§ Tarea requerida 1
Repite sin cambios el pasaje del relato sobre diciembre de 2001 comprendido entre "Por Marcela Basch" y "sociales de entonces.", ambos incluidos.
§ Tarea requerida 2
Extrae de las entradas cada línea que contenga la cadena "light".

§ Fragmento proporcionado
^^^^
Por Marcela Basch (@marbasch)
Un magistral relato personal de aquel diciembre de 2001. Cómo irrumpió el amor en medio de la crisis. Las tecnologías sociales de entonces.
I
Nos dimos cuenta de que las cosas no venían bien cuando nos reunieron en una sala para avisar que nos plegaríamos a la rebaja “patriótica” del 13 por ciento en los sueldos. No éramos exactamente empleados públicos, no para los aumentos, pero parece que sí para los descuentos. Trabajaba en el portal Educ.ar, una “sociedad del estado” con Domingo Cavallo en el directorio, Aíto de la Rúa en el sillón de director y todos sus amiguitos de la facultad de Derecho en cargos jerárquicos. Me había mudado sola hacía poco y, de 9 a 18, disfrutaba con inmenso placer de la banda ancha pública. No tenía mucho margen para reclamar por condiciones laborales. Desde la renuncia de Chacho Álvarez, nueve meses antes, era bastante claro que estábamos bailando sobre el Titanic.
En agosto hubo un día de calor insólito: casi treinta grados de térmica. Aunque, por suerte, no nos pagaban el sueldo en patacones, ganábamos menos que antes. En venganza, tampoco trabajábamos mucho; dedicaba mis buenas horas a la navegación libre. Me acordé de una canción que había escuchado la noche anterior por la radio. Quería encontrar la letra, pero en castellano, así que puse en Google “letras de Tom Waits”.
^^^^
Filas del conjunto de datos
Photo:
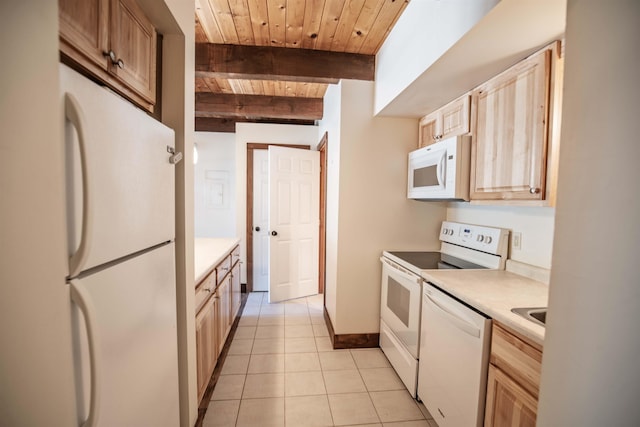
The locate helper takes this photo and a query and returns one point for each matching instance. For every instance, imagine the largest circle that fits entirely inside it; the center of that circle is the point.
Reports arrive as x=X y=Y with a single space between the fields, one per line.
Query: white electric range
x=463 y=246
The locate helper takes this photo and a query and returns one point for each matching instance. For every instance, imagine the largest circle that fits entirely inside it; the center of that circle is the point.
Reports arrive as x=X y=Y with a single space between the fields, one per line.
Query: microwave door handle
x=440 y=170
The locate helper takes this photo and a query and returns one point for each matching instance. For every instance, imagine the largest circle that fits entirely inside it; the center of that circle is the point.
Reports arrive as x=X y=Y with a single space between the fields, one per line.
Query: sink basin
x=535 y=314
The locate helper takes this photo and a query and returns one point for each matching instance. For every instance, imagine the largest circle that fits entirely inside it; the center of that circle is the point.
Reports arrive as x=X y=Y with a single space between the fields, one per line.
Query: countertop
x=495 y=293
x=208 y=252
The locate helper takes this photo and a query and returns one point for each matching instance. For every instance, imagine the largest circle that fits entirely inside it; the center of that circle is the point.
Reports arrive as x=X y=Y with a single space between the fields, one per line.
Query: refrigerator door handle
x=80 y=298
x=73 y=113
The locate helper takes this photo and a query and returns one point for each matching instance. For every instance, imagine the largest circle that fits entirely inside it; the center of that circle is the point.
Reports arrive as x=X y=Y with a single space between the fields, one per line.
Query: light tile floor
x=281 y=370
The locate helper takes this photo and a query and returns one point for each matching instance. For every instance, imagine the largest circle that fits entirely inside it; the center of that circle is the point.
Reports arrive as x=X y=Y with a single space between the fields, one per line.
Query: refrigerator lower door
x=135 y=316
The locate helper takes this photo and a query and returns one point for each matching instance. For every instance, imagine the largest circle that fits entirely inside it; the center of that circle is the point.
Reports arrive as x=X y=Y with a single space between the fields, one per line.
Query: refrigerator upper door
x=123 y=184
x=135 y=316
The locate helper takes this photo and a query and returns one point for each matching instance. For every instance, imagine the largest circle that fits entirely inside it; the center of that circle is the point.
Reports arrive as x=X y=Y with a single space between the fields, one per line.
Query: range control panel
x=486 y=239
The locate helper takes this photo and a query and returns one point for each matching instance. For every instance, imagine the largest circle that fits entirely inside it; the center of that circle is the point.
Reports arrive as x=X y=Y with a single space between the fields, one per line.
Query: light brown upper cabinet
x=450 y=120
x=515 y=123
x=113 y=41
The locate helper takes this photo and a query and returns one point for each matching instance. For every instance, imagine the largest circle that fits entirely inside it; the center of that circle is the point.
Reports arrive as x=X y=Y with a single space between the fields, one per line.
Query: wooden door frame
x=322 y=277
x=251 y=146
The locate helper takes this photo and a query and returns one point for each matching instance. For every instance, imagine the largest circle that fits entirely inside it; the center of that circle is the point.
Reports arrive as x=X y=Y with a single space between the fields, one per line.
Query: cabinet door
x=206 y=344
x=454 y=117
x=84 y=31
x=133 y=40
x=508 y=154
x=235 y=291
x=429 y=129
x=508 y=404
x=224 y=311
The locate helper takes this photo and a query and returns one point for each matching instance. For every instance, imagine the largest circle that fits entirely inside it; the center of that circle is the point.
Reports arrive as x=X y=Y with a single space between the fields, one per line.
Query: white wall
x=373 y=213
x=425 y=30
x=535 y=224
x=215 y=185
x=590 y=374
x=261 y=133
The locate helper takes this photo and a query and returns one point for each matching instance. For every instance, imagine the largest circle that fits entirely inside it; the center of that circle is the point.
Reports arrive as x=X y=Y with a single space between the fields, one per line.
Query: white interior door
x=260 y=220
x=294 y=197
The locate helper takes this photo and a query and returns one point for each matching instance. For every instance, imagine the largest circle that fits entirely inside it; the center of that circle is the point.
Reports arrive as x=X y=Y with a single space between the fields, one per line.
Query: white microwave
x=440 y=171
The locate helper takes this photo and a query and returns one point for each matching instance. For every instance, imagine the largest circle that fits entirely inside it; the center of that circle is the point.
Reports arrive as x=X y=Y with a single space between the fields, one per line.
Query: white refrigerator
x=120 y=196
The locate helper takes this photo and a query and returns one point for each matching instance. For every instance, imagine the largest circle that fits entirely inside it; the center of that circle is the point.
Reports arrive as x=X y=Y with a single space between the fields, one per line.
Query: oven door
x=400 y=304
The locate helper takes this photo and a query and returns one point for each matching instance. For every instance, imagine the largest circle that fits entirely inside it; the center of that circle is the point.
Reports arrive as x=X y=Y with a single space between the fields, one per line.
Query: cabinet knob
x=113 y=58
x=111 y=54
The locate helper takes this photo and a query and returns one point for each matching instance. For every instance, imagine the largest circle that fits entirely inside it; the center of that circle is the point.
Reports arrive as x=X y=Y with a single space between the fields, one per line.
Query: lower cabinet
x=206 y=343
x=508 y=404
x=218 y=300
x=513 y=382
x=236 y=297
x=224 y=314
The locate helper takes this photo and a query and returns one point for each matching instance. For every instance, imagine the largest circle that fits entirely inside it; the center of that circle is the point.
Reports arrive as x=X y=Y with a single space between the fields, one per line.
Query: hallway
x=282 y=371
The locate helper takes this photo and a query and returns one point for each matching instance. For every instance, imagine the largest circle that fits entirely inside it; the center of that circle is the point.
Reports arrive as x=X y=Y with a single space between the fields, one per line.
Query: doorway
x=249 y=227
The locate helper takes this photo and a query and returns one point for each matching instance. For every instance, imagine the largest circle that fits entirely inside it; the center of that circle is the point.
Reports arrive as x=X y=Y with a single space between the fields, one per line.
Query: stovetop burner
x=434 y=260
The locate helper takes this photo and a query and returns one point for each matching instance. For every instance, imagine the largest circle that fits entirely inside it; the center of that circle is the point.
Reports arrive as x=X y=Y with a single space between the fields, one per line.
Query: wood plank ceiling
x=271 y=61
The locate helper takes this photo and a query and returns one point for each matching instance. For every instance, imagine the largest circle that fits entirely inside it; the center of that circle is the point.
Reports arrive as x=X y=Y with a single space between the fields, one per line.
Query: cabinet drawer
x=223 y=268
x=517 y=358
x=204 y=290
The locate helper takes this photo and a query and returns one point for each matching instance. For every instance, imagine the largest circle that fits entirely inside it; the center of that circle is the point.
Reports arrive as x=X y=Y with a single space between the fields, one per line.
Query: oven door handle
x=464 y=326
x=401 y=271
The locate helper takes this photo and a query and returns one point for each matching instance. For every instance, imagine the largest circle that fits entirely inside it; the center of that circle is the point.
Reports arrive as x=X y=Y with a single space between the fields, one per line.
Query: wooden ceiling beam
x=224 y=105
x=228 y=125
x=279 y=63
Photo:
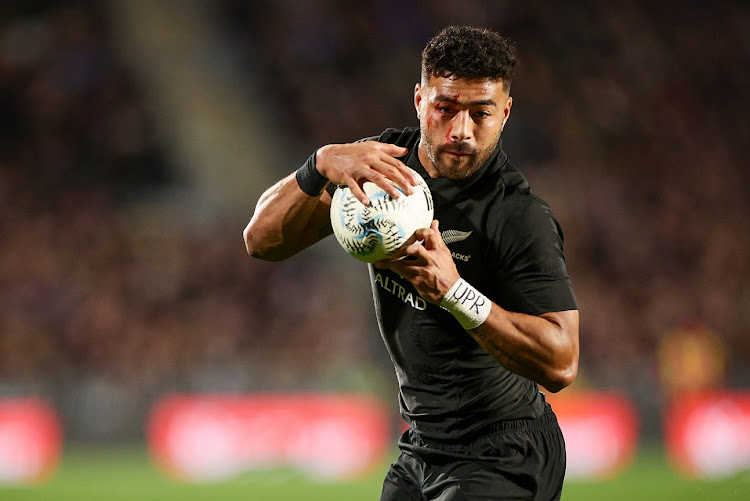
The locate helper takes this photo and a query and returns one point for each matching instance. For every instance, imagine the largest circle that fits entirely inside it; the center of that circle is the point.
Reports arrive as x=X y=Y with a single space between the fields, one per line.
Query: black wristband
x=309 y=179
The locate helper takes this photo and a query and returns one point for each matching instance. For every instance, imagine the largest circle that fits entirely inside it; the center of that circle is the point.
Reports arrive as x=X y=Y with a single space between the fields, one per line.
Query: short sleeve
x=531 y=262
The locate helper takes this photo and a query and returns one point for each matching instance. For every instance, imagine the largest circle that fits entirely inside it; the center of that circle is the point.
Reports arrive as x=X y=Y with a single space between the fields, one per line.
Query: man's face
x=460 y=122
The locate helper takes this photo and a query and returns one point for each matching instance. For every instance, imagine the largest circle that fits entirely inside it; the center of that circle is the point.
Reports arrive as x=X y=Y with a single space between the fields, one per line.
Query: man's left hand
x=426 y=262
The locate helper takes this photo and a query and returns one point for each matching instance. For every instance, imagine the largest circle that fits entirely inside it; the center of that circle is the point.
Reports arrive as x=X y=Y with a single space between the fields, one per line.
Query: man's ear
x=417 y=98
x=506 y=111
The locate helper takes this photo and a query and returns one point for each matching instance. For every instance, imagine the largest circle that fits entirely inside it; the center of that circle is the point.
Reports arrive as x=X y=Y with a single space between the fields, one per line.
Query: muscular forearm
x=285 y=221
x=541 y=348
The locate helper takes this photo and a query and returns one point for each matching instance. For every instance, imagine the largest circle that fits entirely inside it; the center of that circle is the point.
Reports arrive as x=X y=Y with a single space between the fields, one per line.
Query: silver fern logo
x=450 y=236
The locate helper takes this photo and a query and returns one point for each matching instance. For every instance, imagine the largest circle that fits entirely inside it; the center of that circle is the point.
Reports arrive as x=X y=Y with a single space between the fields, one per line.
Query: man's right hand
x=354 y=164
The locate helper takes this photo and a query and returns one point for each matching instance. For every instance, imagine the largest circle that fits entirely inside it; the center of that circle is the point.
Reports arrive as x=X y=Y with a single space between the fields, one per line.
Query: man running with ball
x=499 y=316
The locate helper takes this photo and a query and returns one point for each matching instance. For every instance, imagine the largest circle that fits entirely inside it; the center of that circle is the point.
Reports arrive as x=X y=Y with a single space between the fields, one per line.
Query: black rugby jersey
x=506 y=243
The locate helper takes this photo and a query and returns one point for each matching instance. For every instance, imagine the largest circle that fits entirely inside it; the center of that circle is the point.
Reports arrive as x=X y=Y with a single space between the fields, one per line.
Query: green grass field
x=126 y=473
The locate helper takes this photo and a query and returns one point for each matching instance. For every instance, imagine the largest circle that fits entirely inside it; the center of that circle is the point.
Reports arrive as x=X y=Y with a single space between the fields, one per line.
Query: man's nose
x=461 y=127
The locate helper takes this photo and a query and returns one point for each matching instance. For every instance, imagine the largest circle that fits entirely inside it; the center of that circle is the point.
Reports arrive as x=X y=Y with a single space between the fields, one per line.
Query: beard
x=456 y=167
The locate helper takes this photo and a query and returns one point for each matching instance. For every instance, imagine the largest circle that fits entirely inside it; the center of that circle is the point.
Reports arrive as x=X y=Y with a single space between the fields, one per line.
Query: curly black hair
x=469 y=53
^^^^
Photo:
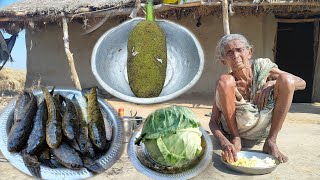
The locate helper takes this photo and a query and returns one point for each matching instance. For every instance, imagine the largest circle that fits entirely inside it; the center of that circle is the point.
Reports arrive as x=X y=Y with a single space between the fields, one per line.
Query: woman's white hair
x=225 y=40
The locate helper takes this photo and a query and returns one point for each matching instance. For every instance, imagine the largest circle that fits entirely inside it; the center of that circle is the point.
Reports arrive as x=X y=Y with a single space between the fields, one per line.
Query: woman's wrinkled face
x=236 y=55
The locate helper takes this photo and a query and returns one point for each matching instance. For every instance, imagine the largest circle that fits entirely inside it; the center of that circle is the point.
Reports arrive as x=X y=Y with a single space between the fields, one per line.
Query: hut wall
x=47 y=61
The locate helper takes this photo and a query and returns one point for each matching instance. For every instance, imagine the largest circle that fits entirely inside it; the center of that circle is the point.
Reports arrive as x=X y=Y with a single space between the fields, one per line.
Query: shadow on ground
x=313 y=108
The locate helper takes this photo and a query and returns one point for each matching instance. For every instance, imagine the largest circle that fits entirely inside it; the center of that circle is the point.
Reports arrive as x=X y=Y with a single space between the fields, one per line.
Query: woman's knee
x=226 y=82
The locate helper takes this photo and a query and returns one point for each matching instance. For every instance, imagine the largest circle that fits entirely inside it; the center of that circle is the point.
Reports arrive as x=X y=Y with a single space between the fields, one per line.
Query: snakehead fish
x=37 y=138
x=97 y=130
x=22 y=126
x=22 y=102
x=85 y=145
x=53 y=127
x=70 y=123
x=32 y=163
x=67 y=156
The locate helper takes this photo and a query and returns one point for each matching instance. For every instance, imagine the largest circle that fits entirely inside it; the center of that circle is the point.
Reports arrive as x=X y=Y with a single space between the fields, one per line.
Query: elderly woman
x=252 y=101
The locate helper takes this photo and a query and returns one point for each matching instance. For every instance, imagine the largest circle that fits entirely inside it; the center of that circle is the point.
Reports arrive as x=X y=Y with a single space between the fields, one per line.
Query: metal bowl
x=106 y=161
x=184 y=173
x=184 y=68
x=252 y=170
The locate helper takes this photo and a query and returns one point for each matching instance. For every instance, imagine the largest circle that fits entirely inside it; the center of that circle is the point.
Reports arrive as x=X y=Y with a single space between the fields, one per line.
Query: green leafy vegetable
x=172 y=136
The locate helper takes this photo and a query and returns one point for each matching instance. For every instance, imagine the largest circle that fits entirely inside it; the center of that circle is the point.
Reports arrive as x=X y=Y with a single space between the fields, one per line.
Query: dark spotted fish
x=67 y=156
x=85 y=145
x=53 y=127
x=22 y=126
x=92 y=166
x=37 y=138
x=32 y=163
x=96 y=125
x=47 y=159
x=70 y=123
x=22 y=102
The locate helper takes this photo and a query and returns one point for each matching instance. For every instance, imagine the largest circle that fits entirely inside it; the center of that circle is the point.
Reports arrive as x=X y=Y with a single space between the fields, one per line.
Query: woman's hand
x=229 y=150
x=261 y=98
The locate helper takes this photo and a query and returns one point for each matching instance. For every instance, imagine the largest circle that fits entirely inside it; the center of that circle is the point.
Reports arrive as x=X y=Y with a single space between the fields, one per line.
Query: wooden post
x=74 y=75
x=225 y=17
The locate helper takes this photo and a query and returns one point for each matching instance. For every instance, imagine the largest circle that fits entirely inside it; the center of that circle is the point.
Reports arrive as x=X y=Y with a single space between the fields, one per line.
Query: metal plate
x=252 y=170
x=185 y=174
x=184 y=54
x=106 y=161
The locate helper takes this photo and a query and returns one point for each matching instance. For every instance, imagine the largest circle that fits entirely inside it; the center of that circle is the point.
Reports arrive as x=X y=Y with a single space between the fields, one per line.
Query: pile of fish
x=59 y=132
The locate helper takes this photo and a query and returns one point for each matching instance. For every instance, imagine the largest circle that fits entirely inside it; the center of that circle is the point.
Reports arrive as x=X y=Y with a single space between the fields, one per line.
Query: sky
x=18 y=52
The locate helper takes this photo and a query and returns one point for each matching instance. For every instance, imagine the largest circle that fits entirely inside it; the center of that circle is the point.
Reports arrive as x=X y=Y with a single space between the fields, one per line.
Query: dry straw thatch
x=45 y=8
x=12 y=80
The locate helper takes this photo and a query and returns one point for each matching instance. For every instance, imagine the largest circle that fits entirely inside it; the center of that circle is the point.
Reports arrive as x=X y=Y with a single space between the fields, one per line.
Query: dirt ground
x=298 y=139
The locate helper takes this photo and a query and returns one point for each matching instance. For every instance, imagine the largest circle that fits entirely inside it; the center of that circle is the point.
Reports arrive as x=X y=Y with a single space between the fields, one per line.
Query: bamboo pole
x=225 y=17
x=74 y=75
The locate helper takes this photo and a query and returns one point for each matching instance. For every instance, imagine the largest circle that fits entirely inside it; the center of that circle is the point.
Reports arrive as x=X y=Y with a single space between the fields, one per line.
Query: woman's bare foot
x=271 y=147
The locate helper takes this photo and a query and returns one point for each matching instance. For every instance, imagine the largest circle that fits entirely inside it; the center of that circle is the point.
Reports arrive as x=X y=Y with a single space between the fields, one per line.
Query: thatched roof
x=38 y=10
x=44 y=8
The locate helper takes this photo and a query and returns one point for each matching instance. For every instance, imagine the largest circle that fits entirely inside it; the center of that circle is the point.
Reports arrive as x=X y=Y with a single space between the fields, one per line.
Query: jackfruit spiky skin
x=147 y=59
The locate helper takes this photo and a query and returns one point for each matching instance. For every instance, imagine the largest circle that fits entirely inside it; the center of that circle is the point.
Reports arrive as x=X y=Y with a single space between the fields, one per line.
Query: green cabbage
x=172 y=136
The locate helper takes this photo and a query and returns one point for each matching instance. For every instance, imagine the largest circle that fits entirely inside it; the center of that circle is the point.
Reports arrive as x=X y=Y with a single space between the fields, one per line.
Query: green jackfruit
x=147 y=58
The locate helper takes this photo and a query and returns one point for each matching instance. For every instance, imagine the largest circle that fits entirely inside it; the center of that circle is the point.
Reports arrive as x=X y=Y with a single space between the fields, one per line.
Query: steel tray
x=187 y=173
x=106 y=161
^^^^
§ Solución escrita 1
Por Marcela Basch (@marbasch)
Un magistral relato personal de aquel diciembre de 2001. Cómo irrumpió el amor en medio de la crisis. Las tecnologías sociales de entonces.

§ Solución escrita 2
Query: light tile floor
Query: light brown upper cabinet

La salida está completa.